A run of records
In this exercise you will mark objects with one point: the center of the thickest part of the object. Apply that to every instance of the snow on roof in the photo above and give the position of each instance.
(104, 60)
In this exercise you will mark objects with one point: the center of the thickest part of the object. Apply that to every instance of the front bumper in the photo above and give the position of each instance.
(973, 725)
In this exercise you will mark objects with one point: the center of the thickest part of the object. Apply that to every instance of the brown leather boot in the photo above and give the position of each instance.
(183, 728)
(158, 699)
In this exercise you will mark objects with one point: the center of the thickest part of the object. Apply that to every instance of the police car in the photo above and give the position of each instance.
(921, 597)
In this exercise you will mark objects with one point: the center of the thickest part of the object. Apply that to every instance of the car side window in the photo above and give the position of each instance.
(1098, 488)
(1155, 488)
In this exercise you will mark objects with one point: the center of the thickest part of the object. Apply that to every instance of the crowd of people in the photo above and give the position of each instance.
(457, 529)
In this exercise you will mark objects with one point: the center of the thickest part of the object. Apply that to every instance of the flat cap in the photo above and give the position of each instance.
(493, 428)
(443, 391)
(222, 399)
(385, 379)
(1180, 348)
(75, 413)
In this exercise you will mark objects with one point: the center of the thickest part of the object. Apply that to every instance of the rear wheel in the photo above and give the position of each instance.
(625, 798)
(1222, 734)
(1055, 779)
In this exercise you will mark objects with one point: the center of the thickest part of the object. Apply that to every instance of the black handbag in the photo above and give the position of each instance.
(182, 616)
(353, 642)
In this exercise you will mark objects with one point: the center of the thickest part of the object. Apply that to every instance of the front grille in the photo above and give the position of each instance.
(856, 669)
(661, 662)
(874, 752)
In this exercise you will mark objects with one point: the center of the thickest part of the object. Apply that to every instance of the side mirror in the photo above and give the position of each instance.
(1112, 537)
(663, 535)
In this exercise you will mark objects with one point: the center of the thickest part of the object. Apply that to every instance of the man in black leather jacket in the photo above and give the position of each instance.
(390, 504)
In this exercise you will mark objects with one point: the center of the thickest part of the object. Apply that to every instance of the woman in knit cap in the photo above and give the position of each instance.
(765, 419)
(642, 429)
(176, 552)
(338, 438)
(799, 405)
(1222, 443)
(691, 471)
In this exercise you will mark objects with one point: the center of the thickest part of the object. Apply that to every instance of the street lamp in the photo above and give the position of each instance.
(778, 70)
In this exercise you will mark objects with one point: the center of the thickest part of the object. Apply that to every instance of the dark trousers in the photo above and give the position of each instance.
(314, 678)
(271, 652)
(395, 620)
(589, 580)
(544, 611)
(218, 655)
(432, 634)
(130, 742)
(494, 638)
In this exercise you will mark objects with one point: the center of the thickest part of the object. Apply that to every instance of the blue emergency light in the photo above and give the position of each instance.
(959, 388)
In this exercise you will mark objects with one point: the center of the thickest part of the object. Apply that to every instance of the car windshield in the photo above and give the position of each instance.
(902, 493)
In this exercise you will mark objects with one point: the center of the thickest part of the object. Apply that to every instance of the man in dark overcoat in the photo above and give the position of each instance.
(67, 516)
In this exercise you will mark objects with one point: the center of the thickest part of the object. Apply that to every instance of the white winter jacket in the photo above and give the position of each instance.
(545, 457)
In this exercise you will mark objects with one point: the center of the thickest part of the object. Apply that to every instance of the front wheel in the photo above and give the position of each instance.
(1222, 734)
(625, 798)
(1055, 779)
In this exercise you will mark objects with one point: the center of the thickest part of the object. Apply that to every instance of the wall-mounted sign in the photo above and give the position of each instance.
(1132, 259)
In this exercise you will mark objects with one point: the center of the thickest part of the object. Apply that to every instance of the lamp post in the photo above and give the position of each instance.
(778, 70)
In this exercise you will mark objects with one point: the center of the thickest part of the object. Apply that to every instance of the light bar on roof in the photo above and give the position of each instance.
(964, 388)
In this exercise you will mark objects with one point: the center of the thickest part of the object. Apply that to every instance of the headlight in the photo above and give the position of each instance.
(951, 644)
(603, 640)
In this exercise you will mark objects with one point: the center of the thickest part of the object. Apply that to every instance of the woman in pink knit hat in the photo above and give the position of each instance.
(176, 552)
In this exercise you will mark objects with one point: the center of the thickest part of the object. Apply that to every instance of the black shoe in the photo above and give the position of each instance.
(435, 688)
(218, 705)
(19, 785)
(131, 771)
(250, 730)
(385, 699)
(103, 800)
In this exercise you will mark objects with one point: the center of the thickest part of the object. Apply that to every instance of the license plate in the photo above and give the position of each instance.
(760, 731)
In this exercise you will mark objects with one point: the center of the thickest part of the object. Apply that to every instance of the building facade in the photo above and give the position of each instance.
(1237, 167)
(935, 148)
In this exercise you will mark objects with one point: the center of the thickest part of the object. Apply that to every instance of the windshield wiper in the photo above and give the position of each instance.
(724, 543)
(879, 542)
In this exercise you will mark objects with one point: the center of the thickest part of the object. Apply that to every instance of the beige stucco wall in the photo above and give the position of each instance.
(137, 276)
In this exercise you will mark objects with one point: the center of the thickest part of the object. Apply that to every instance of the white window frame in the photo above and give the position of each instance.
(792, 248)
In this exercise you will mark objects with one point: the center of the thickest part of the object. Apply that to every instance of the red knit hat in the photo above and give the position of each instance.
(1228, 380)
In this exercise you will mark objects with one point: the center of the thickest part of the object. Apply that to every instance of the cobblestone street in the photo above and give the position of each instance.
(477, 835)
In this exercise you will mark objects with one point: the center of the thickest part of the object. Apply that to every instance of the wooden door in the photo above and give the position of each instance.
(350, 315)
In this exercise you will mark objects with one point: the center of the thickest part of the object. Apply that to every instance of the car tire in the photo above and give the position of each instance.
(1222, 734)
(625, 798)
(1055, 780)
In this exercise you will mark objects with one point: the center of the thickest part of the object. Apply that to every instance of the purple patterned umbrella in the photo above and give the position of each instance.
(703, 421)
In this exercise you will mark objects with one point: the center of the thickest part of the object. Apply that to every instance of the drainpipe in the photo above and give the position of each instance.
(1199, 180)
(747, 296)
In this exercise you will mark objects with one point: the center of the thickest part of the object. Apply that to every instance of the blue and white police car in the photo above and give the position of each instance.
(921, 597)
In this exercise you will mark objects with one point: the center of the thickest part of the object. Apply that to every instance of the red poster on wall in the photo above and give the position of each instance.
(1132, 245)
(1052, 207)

◆ **What you will do**
Could you give again exactly the lines from the line containing "of the drainpipe" through the final line of the data above, and no others?

◆ **Exercise solution**
In this exercise you will mark objects with one point: the center of the thickest part of the object. Apply that to every instance of the drainpipe in the photo above and give the position of each instance.
(1199, 180)
(747, 296)
In this exercise you will mark objects with one point: the center of the thickest part of the object. Apply that to every instance of the blue and white police car in the photo above and give the position of each instance.
(921, 597)
In this exercise you will mark objects with one point: the center of the thickest part of the object. Apply that to every instance of the red poster on wall in the photo above and give the position of each instance.
(1132, 245)
(1052, 207)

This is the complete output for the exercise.